» **EXERCISE**
Can you lay out every line of the rows below as a numbered list, leaving out any blank lines?

(Coordinate labeling data)

<<<<

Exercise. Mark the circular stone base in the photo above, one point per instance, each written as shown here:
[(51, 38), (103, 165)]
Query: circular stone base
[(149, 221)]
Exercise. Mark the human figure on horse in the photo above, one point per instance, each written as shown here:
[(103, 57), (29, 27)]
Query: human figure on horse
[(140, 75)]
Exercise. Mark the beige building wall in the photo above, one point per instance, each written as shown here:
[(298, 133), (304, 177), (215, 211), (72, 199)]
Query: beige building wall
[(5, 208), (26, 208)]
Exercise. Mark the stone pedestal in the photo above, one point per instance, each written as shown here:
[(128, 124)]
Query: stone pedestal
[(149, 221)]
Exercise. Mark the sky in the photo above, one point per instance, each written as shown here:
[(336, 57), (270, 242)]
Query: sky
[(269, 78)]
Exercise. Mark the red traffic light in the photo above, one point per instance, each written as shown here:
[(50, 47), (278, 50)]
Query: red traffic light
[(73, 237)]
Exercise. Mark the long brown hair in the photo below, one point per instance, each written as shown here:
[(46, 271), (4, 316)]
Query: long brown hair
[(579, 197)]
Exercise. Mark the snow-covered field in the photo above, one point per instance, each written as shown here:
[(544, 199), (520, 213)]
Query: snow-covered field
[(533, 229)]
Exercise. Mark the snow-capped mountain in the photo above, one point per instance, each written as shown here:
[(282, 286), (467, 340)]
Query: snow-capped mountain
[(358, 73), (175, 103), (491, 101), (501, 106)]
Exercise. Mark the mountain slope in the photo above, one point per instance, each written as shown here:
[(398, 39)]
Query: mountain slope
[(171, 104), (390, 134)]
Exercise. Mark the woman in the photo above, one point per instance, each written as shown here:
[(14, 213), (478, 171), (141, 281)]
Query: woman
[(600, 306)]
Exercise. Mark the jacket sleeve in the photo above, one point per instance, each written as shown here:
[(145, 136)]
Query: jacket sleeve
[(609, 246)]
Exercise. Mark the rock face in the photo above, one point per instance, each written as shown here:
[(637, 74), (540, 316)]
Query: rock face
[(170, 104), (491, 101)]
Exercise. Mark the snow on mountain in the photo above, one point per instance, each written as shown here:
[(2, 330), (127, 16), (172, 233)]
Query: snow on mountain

>>>>

» **RESULT OF THIS TASK**
1. Exercise. Mark the circular stone base in the photo above, one point per instance, each written as shown here:
2. [(51, 38), (103, 165)]
3. Query: circular stone base
4. [(149, 221)]
5. Exercise. Mark the human figure on horse in the photo above, one point per instance, each written as shown here:
6. [(103, 57), (29, 27)]
7. Query: human figure on horse
8. [(140, 75)]
9. Exercise. Mark the beige building wall in the photo above, one point per instance, each written as shown here:
10. [(298, 133), (304, 177), (215, 211), (72, 199)]
11. Query: beige building wall
12. [(5, 208), (26, 208)]
13. Exercise. Mark the stone pedestal in the photo above, one point per instance, each written as shown here:
14. [(128, 124)]
15. Query: stone pedestal
16. [(149, 221)]
17. Exercise. Mark the sky in the photo above, one point per instance, each written as shown here:
18. [(336, 57), (270, 242)]
19. Query: sky
20. [(269, 78)]
21. Exercise. Mark the red traffic light in the photo above, one point per instance, each written as shown here:
22. [(50, 47), (278, 50)]
23. Query: red traffic light
24. [(73, 237)]
25. Exercise. Mark the long brown hair in the photo below, one point per instance, each written as shown here:
26. [(46, 271), (4, 316)]
27. Query: long brown hair
28. [(579, 197)]
29. Exercise. Mark the snow-covered field in the photo above, one point per instance, each written as shown here:
30. [(544, 199), (520, 213)]
31. Query: snow-covered field
32. [(533, 229)]
33. Exercise. Mark the snow-capped mountain in the photo above, one point per instance, each written as shown here:
34. [(282, 286), (467, 340)]
35. Query: snow-capped mountain
36. [(358, 73), (175, 103), (491, 101), (501, 106)]
37. Exercise. Mark the mountain slope in the photo above, one point per instance, each written as shown here:
38. [(398, 39)]
39. Query: mountain slope
40. [(171, 104), (390, 134)]
41. Exercise. Mark the woman in the photo above, one point per instance, each written as shown here:
42. [(14, 213), (478, 171), (141, 281)]
43. Query: woman
44. [(600, 306)]
45. Exercise. Mark the jacket sleeve in the photo above, one point per instance, each written as shown here:
46. [(145, 136)]
47. Query: jacket sleeve
48. [(609, 246)]
49. Exercise. Mark the rock face in the photo above, one point per instance, each written as shown here:
50. [(637, 74), (540, 316)]
51. Query: rock face
52. [(170, 104), (491, 101)]
53. Exercise. Mark the snow on mountain in the photo above, one point per instance, each written as shown here:
54. [(2, 330), (127, 16), (172, 233)]
55. Query: snow on mountain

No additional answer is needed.